Stephen Cheatley
Stephen Cheatley is judging this week’s competition
Stephen Cheatley is judging this week’s competition.
Stephen recently won the Weather Photographer of the Year 2018 competition organised by The Royal Meteorological Society in association with Accuweather.
You can find out more about Stephen and see many more fantastic images on his photography website, or you can follow him on Twitter. – Also, read the story behind his winning photograph below!
I’d never captured a photograph of lightning before the night of July 4th 2015. In fact, thunderstorms are so rare in Blackpool that I won’t have had many chances anyway. We maybe get two storms a year if we are lucky; even those could be very brief.
It was a Friday, and I remember hearing of possible thunderstorms developing during the night. We already had a spectacular thunderstorm earlier in the week, which I tried in vain to photograph. I was determined this time to go out and see if I could get a picture of lightning strikes.
I chose to go to Blackpool promenade with the idea of capturing lightning with an interesting foreground.

▶ [What to produce]:
According to the Stephen Cheatley text, which competition did Stephen recently win?

▶ [Dataset extract]:
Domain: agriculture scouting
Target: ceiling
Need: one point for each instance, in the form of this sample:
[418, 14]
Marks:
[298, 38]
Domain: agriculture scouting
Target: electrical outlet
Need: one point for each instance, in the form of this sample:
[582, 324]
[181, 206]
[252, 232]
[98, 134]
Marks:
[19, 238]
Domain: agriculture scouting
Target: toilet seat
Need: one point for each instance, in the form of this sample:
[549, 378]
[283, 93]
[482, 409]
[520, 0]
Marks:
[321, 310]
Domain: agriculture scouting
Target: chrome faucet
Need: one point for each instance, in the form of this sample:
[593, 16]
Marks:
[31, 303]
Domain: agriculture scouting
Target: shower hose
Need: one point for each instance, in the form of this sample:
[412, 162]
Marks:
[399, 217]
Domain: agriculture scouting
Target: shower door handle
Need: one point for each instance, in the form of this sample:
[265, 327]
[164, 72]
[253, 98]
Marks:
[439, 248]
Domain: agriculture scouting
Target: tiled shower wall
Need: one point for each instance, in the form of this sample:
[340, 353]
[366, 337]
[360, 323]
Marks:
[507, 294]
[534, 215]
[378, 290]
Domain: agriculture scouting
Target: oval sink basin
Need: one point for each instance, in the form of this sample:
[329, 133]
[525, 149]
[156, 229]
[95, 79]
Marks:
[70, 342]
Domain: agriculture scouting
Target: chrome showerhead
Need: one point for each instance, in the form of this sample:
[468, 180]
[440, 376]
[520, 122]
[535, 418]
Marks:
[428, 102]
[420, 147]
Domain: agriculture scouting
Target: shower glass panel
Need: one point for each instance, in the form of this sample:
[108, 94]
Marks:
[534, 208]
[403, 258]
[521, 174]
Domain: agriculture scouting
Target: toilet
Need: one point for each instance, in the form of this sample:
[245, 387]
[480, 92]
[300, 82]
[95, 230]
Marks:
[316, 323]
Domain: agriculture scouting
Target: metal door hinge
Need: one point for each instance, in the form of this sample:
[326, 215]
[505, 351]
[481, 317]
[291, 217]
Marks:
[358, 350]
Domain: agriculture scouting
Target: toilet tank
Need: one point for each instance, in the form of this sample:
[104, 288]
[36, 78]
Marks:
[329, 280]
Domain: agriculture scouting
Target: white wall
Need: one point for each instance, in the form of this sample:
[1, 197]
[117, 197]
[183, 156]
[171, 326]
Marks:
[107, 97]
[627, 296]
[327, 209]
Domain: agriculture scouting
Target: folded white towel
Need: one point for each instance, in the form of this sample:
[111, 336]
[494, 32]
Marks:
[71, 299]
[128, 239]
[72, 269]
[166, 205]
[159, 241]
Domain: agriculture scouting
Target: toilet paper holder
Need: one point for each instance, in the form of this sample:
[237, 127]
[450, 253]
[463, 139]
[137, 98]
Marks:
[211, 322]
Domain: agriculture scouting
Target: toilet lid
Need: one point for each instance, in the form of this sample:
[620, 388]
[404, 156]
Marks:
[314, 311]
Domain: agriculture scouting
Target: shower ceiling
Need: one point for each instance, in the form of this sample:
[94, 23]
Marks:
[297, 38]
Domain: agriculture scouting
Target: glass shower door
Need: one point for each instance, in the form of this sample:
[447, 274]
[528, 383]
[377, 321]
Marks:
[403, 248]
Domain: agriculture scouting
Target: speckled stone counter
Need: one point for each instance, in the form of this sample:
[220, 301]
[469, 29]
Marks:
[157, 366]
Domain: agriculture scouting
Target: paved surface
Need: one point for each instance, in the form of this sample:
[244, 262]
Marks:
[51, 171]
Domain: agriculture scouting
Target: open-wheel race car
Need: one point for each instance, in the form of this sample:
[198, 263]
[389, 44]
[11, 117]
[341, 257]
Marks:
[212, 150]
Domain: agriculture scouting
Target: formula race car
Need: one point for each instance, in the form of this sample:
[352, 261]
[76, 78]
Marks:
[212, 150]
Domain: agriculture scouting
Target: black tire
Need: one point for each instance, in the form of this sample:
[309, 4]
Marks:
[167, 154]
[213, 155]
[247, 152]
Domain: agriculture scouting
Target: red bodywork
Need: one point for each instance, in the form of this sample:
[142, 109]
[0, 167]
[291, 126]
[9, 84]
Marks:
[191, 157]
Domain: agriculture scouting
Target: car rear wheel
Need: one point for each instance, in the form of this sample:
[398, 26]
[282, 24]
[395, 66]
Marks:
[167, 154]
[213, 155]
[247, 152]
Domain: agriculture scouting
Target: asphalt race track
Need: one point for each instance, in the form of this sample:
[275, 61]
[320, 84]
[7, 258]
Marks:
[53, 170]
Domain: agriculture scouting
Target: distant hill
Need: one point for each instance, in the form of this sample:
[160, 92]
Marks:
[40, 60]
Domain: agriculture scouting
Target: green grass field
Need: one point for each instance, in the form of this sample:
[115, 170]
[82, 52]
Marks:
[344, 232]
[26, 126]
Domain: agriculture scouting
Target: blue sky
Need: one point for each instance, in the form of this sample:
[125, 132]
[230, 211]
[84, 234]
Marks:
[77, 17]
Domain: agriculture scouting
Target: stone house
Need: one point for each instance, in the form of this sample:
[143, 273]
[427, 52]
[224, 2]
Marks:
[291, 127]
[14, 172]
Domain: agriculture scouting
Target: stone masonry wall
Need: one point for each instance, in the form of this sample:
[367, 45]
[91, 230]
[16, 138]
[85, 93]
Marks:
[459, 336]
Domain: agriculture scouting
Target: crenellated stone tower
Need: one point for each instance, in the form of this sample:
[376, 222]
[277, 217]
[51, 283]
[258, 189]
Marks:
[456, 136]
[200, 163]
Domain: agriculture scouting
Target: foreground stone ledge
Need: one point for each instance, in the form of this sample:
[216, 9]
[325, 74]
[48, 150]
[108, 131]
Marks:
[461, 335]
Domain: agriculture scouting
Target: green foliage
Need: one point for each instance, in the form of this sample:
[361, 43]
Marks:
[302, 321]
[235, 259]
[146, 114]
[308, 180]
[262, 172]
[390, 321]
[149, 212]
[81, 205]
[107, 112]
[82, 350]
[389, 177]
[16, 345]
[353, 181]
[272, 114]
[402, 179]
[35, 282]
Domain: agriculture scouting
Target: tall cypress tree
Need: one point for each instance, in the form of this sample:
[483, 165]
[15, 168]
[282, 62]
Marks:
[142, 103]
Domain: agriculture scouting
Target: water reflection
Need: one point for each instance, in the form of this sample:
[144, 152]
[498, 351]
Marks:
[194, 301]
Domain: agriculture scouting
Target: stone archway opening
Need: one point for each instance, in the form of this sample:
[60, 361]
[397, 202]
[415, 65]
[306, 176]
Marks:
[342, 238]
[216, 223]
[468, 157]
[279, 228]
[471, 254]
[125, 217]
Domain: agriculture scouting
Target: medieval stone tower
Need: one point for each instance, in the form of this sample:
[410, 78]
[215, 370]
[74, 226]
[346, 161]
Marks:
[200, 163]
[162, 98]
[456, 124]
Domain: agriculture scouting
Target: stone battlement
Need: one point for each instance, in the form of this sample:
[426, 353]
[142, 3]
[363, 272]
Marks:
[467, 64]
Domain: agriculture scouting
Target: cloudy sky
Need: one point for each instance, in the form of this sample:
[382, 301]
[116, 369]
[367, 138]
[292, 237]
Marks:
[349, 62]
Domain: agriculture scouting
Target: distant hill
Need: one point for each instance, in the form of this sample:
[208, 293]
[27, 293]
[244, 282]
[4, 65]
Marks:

▶ [Solution]:
The Weather Photographer of the Year 2018 competition.